* Exercise aim
Locate the line that contains "Exercise. Locate the tree". Print it and each following line through the end of the listing, verbatim, and nothing more.

-----

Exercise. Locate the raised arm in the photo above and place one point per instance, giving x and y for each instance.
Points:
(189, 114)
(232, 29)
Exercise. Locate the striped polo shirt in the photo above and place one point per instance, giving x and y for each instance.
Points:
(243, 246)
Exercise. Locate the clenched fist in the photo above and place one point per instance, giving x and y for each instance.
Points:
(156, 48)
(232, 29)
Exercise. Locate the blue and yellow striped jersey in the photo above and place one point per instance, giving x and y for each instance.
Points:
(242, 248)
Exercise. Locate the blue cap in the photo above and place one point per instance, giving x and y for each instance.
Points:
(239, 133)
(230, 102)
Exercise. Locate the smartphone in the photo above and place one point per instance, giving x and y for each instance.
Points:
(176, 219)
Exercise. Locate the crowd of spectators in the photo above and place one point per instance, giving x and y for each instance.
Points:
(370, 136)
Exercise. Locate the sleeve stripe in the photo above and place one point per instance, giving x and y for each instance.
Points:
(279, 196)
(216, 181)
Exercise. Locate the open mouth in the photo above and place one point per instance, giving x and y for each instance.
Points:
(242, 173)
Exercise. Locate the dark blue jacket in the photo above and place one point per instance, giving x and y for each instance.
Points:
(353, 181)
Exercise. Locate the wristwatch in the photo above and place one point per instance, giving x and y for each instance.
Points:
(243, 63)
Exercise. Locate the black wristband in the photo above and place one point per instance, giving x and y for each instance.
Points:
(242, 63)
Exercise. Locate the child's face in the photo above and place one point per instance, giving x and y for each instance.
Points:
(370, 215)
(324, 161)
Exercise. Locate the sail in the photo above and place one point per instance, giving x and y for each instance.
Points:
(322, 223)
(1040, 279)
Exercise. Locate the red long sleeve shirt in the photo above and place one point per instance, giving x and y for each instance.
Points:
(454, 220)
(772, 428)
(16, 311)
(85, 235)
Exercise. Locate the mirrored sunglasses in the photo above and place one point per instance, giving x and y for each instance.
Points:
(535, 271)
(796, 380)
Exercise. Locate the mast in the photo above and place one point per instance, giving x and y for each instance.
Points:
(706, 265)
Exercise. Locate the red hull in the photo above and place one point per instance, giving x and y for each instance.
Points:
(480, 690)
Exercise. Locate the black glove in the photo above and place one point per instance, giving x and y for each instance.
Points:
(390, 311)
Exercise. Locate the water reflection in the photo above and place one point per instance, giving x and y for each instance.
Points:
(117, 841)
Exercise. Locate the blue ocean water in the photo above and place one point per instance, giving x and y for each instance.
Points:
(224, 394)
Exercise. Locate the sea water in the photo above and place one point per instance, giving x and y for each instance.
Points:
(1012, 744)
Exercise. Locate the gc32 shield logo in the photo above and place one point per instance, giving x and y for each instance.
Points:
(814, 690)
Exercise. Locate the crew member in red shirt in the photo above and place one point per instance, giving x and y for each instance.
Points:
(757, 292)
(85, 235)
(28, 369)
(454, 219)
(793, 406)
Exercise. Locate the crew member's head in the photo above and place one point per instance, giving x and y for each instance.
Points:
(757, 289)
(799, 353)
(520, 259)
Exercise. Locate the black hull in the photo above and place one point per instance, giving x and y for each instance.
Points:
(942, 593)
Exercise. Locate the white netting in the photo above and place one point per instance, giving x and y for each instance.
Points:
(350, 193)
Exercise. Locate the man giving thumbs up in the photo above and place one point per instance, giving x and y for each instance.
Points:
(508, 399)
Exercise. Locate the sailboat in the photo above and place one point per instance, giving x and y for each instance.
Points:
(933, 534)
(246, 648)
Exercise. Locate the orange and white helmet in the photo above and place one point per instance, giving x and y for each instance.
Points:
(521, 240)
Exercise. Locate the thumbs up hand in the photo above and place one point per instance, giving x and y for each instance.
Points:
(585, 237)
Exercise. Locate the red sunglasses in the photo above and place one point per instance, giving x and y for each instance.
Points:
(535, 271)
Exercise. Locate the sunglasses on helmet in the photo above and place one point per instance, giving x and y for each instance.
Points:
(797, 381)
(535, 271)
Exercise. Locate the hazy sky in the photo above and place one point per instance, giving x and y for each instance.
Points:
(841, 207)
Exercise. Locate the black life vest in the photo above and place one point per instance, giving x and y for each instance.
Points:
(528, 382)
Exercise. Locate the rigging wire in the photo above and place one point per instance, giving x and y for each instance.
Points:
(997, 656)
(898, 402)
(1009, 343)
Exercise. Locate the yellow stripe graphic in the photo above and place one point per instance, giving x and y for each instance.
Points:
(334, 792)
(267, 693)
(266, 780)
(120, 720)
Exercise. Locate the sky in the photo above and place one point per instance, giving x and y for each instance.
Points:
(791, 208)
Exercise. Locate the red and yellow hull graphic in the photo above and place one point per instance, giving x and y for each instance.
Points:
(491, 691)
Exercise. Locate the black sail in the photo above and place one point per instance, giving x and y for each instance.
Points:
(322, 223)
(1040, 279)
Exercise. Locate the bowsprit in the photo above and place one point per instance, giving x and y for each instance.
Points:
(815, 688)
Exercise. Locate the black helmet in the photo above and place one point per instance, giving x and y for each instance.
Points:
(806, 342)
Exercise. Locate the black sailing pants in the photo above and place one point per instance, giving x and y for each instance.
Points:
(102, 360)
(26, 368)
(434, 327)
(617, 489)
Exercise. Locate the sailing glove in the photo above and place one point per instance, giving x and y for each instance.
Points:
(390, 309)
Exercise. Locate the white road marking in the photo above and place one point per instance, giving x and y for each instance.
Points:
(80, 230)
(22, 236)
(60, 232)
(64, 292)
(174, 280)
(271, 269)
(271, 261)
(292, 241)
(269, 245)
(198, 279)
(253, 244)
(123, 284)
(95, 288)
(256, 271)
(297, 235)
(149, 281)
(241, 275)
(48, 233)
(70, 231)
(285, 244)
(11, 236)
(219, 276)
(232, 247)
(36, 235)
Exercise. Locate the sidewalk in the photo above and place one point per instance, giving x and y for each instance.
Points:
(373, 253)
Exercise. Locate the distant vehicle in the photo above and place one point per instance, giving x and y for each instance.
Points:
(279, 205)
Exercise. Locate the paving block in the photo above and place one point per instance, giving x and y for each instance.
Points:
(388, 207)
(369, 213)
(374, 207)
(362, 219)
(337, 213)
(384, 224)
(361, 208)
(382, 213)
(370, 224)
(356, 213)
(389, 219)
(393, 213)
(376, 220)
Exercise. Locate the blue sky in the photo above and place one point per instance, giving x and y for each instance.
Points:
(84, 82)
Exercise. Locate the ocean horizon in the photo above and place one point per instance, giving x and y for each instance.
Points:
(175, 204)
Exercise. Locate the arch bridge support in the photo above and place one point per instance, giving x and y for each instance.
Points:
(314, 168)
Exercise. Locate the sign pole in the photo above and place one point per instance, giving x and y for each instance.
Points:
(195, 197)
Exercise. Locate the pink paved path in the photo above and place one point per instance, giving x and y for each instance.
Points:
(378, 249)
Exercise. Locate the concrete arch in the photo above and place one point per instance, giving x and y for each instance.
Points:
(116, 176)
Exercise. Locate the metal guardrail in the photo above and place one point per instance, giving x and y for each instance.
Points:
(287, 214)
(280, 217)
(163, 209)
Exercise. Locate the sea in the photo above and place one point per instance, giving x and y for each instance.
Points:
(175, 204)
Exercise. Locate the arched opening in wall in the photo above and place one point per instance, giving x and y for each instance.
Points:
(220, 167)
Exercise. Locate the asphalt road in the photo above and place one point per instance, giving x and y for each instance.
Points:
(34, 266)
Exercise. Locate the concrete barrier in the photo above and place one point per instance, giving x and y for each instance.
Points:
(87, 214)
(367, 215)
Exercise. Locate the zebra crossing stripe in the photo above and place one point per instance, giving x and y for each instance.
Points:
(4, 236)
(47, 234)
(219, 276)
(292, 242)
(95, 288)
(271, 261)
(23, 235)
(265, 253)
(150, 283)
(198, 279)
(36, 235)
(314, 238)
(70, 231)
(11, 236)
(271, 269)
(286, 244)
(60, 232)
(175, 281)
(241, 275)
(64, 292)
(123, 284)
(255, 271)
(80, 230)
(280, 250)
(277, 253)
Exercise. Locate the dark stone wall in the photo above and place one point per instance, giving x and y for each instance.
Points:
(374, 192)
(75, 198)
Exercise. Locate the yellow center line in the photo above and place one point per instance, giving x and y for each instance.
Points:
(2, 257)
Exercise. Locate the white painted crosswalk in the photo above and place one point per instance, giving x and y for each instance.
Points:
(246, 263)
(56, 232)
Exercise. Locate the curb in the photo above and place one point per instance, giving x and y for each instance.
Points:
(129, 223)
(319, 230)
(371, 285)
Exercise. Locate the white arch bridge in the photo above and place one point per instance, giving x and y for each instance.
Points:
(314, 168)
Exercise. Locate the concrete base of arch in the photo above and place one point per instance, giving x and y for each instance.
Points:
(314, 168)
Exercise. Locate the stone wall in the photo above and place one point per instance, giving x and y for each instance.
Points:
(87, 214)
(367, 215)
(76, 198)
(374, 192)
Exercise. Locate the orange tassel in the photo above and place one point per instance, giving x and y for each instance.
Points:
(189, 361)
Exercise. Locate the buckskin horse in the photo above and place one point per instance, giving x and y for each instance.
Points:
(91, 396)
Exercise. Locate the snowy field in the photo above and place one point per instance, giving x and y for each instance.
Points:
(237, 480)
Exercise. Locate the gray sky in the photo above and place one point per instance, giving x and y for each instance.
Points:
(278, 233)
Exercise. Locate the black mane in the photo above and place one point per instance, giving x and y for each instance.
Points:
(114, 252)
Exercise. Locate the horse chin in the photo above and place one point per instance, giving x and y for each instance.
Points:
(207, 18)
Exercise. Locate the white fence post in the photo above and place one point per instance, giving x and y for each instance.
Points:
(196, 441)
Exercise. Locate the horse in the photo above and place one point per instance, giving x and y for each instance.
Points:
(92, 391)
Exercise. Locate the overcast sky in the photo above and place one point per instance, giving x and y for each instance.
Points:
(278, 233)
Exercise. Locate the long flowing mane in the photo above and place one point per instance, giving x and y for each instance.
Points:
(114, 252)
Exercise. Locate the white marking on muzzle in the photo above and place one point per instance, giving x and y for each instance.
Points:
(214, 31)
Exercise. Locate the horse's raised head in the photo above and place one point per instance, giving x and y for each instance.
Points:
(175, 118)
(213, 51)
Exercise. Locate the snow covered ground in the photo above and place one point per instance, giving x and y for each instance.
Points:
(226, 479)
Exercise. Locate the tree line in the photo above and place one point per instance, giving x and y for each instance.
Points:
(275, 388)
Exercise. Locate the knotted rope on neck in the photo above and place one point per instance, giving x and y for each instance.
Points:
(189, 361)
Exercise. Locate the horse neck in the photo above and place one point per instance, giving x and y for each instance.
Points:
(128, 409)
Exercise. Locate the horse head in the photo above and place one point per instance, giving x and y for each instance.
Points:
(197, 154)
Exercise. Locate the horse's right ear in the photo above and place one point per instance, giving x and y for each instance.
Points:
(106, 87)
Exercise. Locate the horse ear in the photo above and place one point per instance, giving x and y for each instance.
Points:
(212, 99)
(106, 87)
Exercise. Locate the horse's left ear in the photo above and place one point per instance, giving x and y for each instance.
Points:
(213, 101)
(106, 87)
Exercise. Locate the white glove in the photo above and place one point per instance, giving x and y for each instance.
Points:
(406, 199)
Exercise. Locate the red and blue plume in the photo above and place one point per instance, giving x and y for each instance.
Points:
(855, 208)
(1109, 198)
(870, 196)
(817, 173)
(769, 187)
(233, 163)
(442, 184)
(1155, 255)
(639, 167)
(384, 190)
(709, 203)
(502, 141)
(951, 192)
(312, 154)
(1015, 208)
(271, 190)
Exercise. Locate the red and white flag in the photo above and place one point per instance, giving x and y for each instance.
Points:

-----

* Task response
Exercise. Locate the tree line in the photo above and place one point per instance, giving x and y for each instance.
Points:
(275, 388)
Exercise. Locate the knotted rope on neck in the photo above and place one point per instance, giving x and y for each instance.
Points:
(189, 361)
Exercise. Locate the horse neck in the photo above and place one point per instance, giving x and y for each instance.
Points:
(128, 409)
Exercise. Locate the horse head in the photo above and place one point per instance, giving x and y for each instance.
Points:
(197, 154)
Exercise. Locate the horse's right ear in the photo above and place one point per instance, giving x and y for each instance.
Points:
(106, 87)
Exercise. Locate the horse ear in the photo above and place one point per instance, giving x and y for each instance.
Points:
(212, 99)
(106, 87)
Exercise. Locate the horse's left ear in the photo above and place one point per instance, giving x and y for each instance.
Points:
(213, 101)
(106, 87)
Exercise. Locate the white glove in the photo above and place one point per instance, giving x and y for each instance.
Points:
(406, 199)
Exercise. Locate the red and blue plume in the photo above and place one point per instance, giving x and y for each instance.
Points:
(855, 208)
(1109, 198)
(870, 196)
(817, 173)
(769, 187)
(233, 163)
(442, 184)
(1155, 255)
(639, 167)
(384, 190)
(709, 203)
(502, 141)
(951, 192)
(312, 154)
(1015, 208)
(271, 190)
Exercise. Locate the red and white flag in the photo above and place one point per instance, giving x and y for each instance.
Points:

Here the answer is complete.